Reading passage =
* START *

Thanks Ismael for the update.
Thanks Alexey for the enhancement.
We will test it with 2.20 release.
On Tue, 4 Feb 2020, 10:53 pm Ismaël Mejía, <ie...@gmail.com> wrote:
> Support for Confluent Schema Registry was merged into KafkaIO today. You
> can
> test it with tomorrow's snapshots (version 2.20.0-SNAPSHOT) or just when
> 2.20.0
> gets released. Notice that this was already possible, but Alexey took care
> of
> making this more user friendly because this is (was) a frequently requested
> feature by Kafka/Avro users.
>
>
>
> On Fri, Sep 28, 2018 at 6:58 PM Raghu Angadi <ra...@google.com> wrote:
>
>> Looks like your producer writing a Avro specfic records.

* END *

What this exercise asks =
1. In the KafkaIO mailing-list thread, which snapshot version can be used to test the Confluent Schema Registry support?
2. Repeat everything in the KafkaIO mailing-list thread from "On Tue, 4 Feb" down to "by Kafka/Avro users.".
3. Carry on the KafkaIO mailing-list thread from the point where it stops.

Stored rows =
* START *

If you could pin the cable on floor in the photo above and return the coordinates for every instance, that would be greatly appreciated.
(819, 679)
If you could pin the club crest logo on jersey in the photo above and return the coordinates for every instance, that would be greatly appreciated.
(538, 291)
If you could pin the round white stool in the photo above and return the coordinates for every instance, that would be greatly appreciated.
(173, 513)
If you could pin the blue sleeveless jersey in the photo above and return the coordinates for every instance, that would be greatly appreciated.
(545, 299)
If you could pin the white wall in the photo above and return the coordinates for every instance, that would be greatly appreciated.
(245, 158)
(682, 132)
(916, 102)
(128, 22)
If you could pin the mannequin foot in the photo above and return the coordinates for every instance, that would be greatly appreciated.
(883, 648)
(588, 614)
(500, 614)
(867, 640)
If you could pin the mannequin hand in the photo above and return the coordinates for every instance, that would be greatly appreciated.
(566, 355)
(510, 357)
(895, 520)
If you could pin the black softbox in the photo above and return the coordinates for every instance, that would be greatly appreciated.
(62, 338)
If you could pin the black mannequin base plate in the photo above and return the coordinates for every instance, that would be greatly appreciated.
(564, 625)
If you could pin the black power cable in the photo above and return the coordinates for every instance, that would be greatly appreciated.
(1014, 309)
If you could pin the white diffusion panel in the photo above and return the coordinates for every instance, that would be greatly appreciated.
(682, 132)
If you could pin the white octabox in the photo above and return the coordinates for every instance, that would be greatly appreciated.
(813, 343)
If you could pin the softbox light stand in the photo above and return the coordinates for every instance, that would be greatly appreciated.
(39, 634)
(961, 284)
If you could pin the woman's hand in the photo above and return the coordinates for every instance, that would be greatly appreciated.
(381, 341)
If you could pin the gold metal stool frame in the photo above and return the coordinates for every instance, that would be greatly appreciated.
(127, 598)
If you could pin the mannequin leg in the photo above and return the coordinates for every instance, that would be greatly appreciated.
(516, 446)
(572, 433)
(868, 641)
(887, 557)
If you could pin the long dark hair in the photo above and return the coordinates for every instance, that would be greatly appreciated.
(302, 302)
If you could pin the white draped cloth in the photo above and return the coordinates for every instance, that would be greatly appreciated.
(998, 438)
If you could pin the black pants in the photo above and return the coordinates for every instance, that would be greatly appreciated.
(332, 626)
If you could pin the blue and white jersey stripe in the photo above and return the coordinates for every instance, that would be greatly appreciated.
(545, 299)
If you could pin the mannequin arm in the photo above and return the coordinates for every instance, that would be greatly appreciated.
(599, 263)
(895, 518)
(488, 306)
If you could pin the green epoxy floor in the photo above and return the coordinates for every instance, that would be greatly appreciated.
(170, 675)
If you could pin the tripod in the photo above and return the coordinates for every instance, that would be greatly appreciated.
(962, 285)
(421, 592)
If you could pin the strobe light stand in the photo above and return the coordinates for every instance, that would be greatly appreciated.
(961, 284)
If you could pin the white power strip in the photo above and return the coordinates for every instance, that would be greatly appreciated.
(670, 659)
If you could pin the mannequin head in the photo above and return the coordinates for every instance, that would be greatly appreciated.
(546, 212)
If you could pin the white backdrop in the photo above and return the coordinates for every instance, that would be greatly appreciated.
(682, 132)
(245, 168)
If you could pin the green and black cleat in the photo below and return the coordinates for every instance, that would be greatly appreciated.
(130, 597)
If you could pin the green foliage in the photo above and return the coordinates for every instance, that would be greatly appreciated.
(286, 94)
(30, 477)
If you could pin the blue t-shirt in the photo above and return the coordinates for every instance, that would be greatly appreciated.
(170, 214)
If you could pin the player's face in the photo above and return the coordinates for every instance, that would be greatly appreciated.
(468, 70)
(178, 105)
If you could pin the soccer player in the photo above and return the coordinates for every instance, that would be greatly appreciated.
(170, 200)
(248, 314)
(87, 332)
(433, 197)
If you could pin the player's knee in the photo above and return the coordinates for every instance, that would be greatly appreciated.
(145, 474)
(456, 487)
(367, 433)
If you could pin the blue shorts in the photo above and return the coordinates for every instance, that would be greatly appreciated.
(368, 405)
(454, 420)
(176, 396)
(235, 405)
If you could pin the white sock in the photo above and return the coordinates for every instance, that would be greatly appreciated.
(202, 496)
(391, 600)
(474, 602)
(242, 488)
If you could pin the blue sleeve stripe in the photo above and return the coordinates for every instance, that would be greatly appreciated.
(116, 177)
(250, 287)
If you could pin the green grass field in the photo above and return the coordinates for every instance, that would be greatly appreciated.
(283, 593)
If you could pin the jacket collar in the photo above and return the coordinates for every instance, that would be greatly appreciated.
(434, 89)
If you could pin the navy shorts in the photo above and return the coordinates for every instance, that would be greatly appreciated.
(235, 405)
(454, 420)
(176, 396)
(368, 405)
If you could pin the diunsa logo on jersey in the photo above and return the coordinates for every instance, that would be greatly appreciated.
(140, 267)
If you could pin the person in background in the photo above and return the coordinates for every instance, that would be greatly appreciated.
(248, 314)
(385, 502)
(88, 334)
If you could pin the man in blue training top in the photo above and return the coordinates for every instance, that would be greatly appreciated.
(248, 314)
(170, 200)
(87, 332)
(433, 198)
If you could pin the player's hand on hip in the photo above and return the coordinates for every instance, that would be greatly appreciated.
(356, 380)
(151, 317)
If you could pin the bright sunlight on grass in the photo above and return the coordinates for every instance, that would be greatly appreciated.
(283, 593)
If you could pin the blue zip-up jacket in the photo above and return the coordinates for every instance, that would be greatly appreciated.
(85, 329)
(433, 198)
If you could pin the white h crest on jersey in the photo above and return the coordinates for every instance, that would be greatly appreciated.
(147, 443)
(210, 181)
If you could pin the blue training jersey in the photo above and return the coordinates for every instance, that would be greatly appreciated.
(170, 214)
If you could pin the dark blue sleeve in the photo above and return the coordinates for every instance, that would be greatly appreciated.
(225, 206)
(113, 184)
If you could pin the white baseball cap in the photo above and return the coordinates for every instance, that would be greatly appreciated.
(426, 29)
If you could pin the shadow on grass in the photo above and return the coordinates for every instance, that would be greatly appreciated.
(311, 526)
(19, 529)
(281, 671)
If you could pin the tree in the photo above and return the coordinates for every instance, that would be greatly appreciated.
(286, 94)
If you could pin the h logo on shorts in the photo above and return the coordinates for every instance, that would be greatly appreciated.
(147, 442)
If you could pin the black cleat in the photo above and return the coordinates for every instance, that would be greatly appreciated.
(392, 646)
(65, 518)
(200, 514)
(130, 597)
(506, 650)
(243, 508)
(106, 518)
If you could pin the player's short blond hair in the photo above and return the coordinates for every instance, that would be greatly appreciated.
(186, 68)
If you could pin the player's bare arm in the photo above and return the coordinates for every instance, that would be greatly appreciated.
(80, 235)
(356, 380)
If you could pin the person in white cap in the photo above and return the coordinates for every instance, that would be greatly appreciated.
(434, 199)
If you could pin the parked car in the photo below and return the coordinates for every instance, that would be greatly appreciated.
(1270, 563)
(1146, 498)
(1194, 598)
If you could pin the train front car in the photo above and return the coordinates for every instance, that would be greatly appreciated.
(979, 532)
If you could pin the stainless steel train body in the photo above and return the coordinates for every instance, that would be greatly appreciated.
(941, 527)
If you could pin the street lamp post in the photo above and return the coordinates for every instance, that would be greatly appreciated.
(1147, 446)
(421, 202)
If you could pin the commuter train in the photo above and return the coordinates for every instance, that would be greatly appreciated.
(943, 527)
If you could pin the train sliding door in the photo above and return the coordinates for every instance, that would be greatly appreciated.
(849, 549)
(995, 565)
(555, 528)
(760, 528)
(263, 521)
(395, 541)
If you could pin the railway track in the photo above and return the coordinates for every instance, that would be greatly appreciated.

* END *

Answers by task =
1. Version 2.20.0-SNAPSHOT.

2.
On Tue, 4 Feb 2020, 10:53 pm Ismaël Mejía, <ie...@gmail.com> wrote:
> Support for Confluent Schema Registry was merged into KafkaIO today. You
> can
> test it with tomorrow's snapshots (version 2.20.0-SNAPSHOT) or just when
> 2.20.0
> gets released. Notice that this was already possible, but Alexey took care
> of
> making this more user friendly because this is (was) a frequently requested
> feature by Kafka/Avro users.

3.
>>
>> Can you read the records using bundled console consumer? I think it will
>> be simpler for you to get it returning valid records and use the same
>> deserializer config with your KafkaIO reader.
>>
>> On Fri, Sep 28, 2018 at 9:33 AM Vishwas Bm <bm...@gmail.com> wrote:
>>
>>> Hi Raghu,
>>>
>>> Thanks for the response. We are now trying with GenericAvroDeserializer
>>> but still seeing issues.
>>> We have a producer which sends messages to kafka in format
>>> <String,GenericRecord>.
>>>
>>> Below is the code snippet, we have used at Beam KafkaIo.
>>>
>>> org.apache.avro.Schema schema = null;
>>> try {
>>> schema = new org.apache.avro.Schema.Parser().parse(new
>>> File("Schema path"));
>>> } catch (Exception e) {
>>> e.printStackTrace();
>>> }
>>> KafkaIO.Read<String, GenericRecord> kafkaIoRead =
>>> KafkaIO.<String, GenericRecord>read()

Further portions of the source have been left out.